◆ Page text ◆
▬▬▬
Most recent update put a password on my modem which made it annoying enough I finally wrote a script to log in, scrape the modem’s config page, and parse it out to MQTT where I can then have most of the fields imported. Doesn’t grab other pages beyond they main status page at this point.

4 Likes

I’ve also ended up getting a Netgear modem and made a similar script for that

1 Like

Wouldn’t it be better to just get the data from the SNMP agent on the Cable Modem? That’s where the WebUI is getting it from.

I actually attempted to find some way to do that first but was unsuccessful getting the modem to respond. It reports that port 161 is “filtered” running nmap against it and my internet research suggested that most ISPs configure cable modems so SNMP will not respond to the customer-facing interfaces.

If you have ideas how to successfully make it react to SNMP I’d love to hear that because I’m also hitting an issue where when mine fills up the error-log too much the web-UI crashes completely and won’t respond until I power cycle it.

I unfortunately only have access to the public consumer documentation from the modem maker and whatever I can pick out of Wireshark and the browser console to reverse engineer access to it so if there is some ISP documentation that says what the correct SNMP parameters are to make it respond or username/password I don’t have such information available to me.

@mmiller7 Is there an easy guide to getting this to integrate with my home assistant? I am extremely new to adding customization and I cannot seem to find either a good guide to integrating this on Home Assistant or even what I exactly need to do to get MQTT working. I guess I don’t understand any of this. My Home Assistant is disabling the sh script in my system logs.
I have MQTT working and a user account put into the configuration, but the difference is my modem doesn’t have the login or https. I am only brought to an http page with the same cmconnectionstatus.html
I am getting errors and unable to fetch anything

That’s interesting, I didn’t think any of the current models still had an unsecure UI thanks to the (IMO overblown) “DoS issue” mentioned here: Millions of Arris cable modems vulnerable to denial-of-service flaw | ZDNET

Basically without a login anyone could be tricked into resetting/rebooting their modem.

I don’t have any modems to test with that lack the authentication page, but you could try and remove/comment the .sh file everything from # Prep functions to interface modem # thru # Parse the result # and put result=$(curl -s "http://192.168.100.1/") so it pulls the data directly without validating login.

I have no way to test that, but if the table HTML tags are the same it might work.

Another option would be calling your ISP and ask if they can push a firmware update that fixes the linked “security vulnerability” and then you will have the login page as expected.

Unfortunately I have already asked for a firmware update, but they are unable/unwilling to provide. I am also running the SB8200 as opposed to the SB6141 referenced in the article. I actually seem to be erroring out:

Error running command: `/config/arris_modem_signal_scraper/arris_signal_dump.sh`, return code: 126

Thanks for the script. I’ve taken your Arris and Netgear scripts and adapted them for my Technicolor TC4400 modem:

I’ve also adapted it to generate the proper MQTT Discovery messages, so that Home Assistant can generate sensor entities automatically, see the modem as a device and associate the sensors with it. That way you can do without a separate YAML listing all the sensors, Home Assistant will discover them by itself - all you need to do is add a 2-liner for the shell_command to Configuration.yaml.
▬▬▬
◆ Object detection data ◆
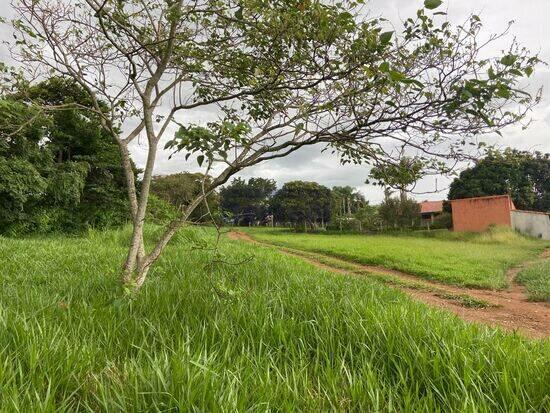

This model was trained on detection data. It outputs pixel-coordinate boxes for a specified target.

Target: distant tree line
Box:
[0,77,132,235]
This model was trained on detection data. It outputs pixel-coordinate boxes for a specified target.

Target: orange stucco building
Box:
[451,195,516,232]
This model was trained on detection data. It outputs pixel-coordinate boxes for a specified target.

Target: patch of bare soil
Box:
[228,231,550,338]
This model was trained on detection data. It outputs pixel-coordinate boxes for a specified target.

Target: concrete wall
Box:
[512,211,550,240]
[451,195,514,232]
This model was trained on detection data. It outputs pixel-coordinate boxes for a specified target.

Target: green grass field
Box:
[517,260,550,302]
[245,228,550,289]
[0,227,550,412]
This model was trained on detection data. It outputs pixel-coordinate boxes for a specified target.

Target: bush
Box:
[147,194,178,225]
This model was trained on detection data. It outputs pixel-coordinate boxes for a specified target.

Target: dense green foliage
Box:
[151,172,220,222]
[449,149,550,212]
[0,78,129,234]
[243,228,548,288]
[220,178,277,225]
[378,192,420,230]
[517,259,550,302]
[0,229,550,413]
[271,181,332,230]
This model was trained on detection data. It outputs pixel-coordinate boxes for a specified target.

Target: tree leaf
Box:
[424,0,443,10]
[500,54,517,66]
[380,32,393,45]
[235,7,243,20]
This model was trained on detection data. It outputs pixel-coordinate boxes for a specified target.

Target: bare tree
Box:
[8,0,539,288]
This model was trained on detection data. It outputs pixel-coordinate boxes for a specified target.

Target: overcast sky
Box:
[0,0,550,203]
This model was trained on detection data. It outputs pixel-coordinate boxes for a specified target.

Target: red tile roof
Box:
[420,201,443,214]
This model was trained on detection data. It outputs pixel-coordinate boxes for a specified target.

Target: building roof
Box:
▬▬▬
◆ What is required ◆
Write out the passage of the modem thread starting with "Basically without a" and going on through "without validating login.". These rows stand on their own, apart from the modem thread.

◆ Output of the task ◆
Basically without a login anyone could be tricked into resetting/rebooting their modem.

I don’t have any modems to test with that lack the authentication page, but you could try and remove/comment the .sh file everything from # Prep functions to interface modem # thru # Parse the result # and put result=$(curl -s "http://192.168.100.1/") so it pulls the data directly without validating login.